--- Exercise material ---

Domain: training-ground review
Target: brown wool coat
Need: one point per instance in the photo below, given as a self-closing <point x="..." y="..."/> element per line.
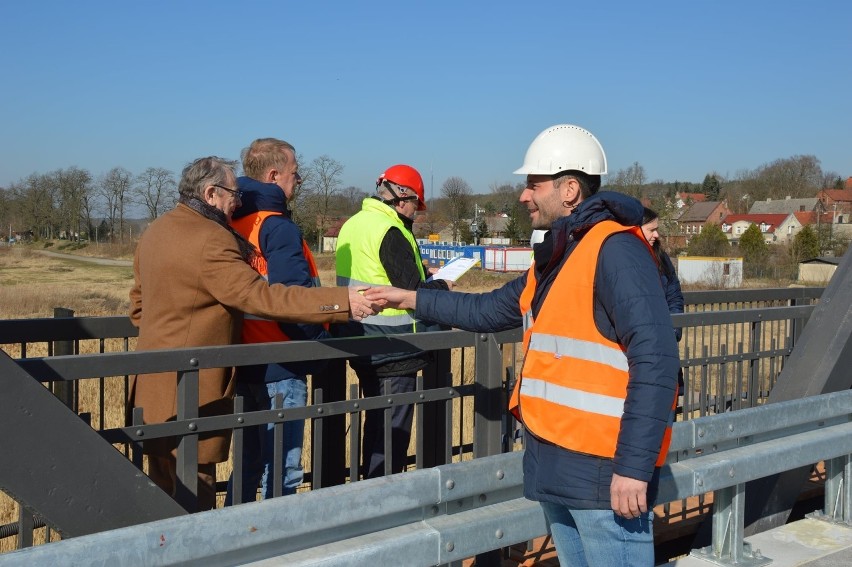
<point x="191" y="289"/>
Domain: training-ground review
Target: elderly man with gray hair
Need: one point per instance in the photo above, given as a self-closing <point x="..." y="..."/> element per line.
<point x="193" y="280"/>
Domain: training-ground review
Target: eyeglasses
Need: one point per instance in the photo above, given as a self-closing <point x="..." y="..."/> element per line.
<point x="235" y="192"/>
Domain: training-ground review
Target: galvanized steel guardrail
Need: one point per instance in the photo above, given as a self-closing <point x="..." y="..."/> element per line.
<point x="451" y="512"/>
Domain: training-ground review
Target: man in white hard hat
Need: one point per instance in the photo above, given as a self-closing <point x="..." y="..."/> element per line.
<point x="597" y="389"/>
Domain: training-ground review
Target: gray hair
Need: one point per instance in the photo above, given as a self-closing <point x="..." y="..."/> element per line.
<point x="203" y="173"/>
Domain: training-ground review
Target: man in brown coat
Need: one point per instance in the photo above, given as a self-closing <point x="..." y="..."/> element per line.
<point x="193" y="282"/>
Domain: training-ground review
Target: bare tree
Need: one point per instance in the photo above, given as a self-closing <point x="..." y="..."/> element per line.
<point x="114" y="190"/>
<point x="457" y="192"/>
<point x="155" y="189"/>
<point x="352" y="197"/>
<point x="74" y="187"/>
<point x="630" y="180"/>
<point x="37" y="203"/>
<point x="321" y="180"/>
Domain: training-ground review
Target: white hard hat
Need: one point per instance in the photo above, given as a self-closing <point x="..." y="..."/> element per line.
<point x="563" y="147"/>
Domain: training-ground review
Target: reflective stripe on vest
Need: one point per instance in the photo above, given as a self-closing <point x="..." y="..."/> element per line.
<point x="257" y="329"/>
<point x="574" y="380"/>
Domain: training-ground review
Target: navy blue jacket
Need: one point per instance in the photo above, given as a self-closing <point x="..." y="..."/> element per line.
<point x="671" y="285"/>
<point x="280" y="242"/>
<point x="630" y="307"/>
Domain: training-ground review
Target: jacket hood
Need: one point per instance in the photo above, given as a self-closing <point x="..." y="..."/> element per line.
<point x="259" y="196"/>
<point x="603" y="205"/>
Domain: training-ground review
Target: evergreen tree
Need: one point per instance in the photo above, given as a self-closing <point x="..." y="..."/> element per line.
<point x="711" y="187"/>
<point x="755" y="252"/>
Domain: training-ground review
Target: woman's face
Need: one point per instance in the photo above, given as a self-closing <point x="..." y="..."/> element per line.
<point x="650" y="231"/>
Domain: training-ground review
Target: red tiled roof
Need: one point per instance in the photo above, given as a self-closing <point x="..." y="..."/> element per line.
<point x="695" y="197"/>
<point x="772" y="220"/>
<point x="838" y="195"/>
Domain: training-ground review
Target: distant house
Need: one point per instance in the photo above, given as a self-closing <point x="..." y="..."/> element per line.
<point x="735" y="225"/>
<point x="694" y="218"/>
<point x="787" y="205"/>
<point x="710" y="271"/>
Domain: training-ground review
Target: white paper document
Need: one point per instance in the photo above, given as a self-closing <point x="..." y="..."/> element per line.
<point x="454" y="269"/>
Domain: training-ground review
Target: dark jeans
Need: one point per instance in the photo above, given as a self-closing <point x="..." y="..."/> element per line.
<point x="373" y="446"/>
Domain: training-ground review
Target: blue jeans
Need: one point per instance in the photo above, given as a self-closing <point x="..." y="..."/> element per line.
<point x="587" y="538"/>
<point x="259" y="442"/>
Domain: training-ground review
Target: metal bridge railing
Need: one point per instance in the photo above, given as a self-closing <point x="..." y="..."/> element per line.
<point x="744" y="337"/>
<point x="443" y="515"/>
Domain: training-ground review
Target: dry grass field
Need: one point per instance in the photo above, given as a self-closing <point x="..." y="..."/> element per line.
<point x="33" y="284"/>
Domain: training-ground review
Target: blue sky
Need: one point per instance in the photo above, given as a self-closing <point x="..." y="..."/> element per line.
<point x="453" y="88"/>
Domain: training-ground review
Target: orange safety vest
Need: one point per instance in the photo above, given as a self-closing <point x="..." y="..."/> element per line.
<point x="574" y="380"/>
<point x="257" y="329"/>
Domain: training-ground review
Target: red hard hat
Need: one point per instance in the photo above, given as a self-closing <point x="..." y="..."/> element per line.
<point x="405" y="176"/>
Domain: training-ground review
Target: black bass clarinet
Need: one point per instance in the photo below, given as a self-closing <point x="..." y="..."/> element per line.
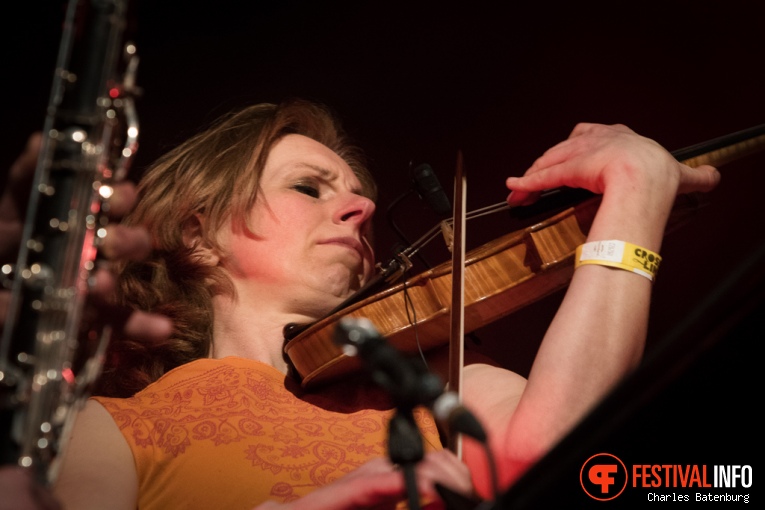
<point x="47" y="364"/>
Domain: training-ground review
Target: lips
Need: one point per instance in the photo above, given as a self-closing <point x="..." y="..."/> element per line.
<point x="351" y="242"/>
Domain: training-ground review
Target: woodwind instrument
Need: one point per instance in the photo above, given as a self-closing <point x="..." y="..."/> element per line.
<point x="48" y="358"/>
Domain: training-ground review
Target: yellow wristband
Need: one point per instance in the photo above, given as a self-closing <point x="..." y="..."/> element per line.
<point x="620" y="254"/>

---

> **Problem to work on**:
Return each line above that contains the word "gray". Case matters.

> **Reply to the exercise**:
Target: elderly man with gray hair
Target: gray hair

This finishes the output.